◆ **Your instructions**: Copy out the material word for word, everything from the line that contains "Put a dot on every instance of the forked" down to the line that contains "(1075, 613)", with both of those lines included.

◆ **Extracted material**:
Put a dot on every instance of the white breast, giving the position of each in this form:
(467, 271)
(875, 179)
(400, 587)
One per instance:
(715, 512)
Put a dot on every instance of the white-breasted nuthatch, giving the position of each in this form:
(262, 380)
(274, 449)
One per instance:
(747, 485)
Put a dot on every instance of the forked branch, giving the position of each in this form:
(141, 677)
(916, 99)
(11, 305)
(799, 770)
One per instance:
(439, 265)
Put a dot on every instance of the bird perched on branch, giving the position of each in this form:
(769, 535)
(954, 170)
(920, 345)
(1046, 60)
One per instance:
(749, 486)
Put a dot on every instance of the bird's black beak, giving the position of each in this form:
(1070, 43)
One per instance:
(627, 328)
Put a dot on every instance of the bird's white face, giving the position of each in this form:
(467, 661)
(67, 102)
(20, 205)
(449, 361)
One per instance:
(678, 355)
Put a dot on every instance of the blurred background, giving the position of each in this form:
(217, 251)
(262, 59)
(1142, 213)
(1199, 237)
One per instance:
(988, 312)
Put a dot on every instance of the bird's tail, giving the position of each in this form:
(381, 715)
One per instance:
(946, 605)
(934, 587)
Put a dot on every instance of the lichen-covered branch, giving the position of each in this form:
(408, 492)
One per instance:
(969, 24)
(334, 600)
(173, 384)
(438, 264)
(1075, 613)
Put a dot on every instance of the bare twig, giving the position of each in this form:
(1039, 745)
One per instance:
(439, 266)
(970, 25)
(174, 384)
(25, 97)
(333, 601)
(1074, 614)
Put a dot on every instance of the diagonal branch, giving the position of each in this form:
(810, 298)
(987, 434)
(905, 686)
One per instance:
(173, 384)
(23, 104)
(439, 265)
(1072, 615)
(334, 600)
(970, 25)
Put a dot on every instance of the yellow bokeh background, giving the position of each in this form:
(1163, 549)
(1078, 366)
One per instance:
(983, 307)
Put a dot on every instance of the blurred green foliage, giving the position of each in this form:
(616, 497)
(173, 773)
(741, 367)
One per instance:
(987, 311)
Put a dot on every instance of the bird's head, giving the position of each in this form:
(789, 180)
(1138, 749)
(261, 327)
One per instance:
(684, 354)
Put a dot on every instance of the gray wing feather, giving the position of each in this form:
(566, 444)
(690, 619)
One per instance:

◆ **Full output**:
Put a dot on every instance of the forked branch, giving the position of each in this form:
(141, 677)
(916, 99)
(11, 305)
(799, 770)
One per instance:
(439, 265)
Put a dot on every instance of the bird perched on branch, giving the position of each in this form:
(769, 535)
(954, 170)
(920, 345)
(1046, 60)
One per instance:
(749, 486)
Put a dot on every instance of the bird's black beak, giving the position of each in this form:
(1070, 43)
One per instance:
(627, 328)
Put a dot on every instance of the bird's white face, giving the position of each in this form:
(467, 661)
(67, 102)
(20, 205)
(449, 361)
One per instance:
(678, 355)
Put a dot on every instance of the blurred background, giving the position of each in this form:
(217, 251)
(262, 59)
(1142, 213)
(1199, 237)
One per instance:
(988, 312)
Put a dot on every instance of the bird's tail, giving the position of each in this form:
(381, 715)
One per instance:
(946, 605)
(934, 587)
Put a dot on every instance of the lichen-covered branch, giving the position of each in this form:
(408, 492)
One per instance:
(969, 24)
(334, 600)
(173, 384)
(438, 264)
(1075, 613)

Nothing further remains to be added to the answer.